Selected text ▸
□ □ □ □ □ □ □

Saturday, January 13, 2024
Marquis BR Salon 14, ML 2 (Marriott Marquis Washington DC)
* noted as presenting author
Sicong Sun, PhD, MSW, Assistant Professor, The University of Kansas, Lawrence, KS
Gaurav Sinha, PhD, Assistant Professor, University of Georgia, Athens, GA
Background. The COVID-19 pandemic has caused global economic turmoil with job losses and financial hardship. To ameliorate negative effects, the U.S. government made three rounds of stimulus payments between 2020 and 2021. Whereas these stimulus payments were helpful for families to mitigate financial hardship, many eligible individuals and families did not receive the payment or experienced delays. Universal Basic Income (UBI) is a welfare concept aimed at improving household consumption and material well-being, and while it has been implemented in the US and worldwide, the federal stimulus payments could serve as a precursor to a UBI.

Financial capability – the combination of financial literacy and financial access – has become more important than ever as American families struggle for financial security in a time of economic upheaval. A deeper understanding of financial capability of those who did not receive the stimulus payment could inform policy implications to improve financial inclusion and implementation of UBI, particularly for those who may be eligible but did not receive the payment. This study investigates who and why some did not receive pandemic stimulus payments in 2021 and assesses their financial capability profiles. We first assessed the prevalence and correlates of not receiving pandemic-related stimulus payment in 2021. We then identified financial capability profiles of those who did not receive the payment in 2021.

Methods. Data were drawn from the National Financial Capability Study 2021 (N= 27,118). Univariate and bivariate analyses were used to assess prevalence and sociodemographic correlates of not receiving pandemic-related stimulus payment in 2021. Latent class analysis (LCA) was employed to identify heterogenous classes among stimulus payment non-receivers. Financial capability was measured by financial education, objective and subjective assessment of financial literacy, and financial access (checking, saving, investment, retirement, credit card, digital financial access, access to $2,000 in an emergency, and 3-month of rainy-day funds).

Results. Weighted analyses show that 21.1% (N = 5,509) of Americans did not receive the stimulus payment in 2021. For those who received it, 58.9% reported they used the money for food and rent, 33.2% paid debt, 38.4% used for savings, and 6.4% used for investment, and 6.6% donated the payment. Age, race, marital status, homeownership, employment, education, were associated with not receiving the stimulus payment.

Three classes were identified using LCA: Financially prosperous (30.1%; reference group), Financially vulnerable (34.7%), and financially average digital finance users (35.2%). LCA regression results showed that age, gender, marital status, education, and employment were associated with latent classes. Those who were younger, female, non-white, employed, and with lower income were more likely to be financially vulnerable and financially average than financially prosperous.

Conclusions. This study provides insights into the demographics and financial capability profiles of individuals who did not receive pandemic-related stimulus payments in 2021. Analyses reveals distinct classes of individuals, especially the financially vulnerable group, who may require targeted support to address their financial needs. Findings have implications for financial inclusion policies, as well as delivery modalities of UBI policy to promote financial inclusion and economic stability for all.

□ □ □ □ □ □ □

Material provided ▸
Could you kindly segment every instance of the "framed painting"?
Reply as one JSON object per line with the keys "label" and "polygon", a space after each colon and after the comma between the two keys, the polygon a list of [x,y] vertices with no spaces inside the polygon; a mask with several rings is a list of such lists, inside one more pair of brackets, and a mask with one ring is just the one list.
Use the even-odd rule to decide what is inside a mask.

□ □ □ □ □ □ □

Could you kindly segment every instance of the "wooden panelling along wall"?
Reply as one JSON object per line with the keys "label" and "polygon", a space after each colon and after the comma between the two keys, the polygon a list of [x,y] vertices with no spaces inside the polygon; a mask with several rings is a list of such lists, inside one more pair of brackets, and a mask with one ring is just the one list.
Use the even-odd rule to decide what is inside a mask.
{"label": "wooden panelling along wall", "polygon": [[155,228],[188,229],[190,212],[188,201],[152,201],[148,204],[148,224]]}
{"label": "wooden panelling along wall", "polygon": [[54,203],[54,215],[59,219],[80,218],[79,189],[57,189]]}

□ □ □ □ □ □ □

Assigned task ▸
Please name the data source used in the stimulus payment abstract. You can leave the entries aside; they play no part here.

Task result ▸
The National Financial Capability Study 2021 (N= 27,118).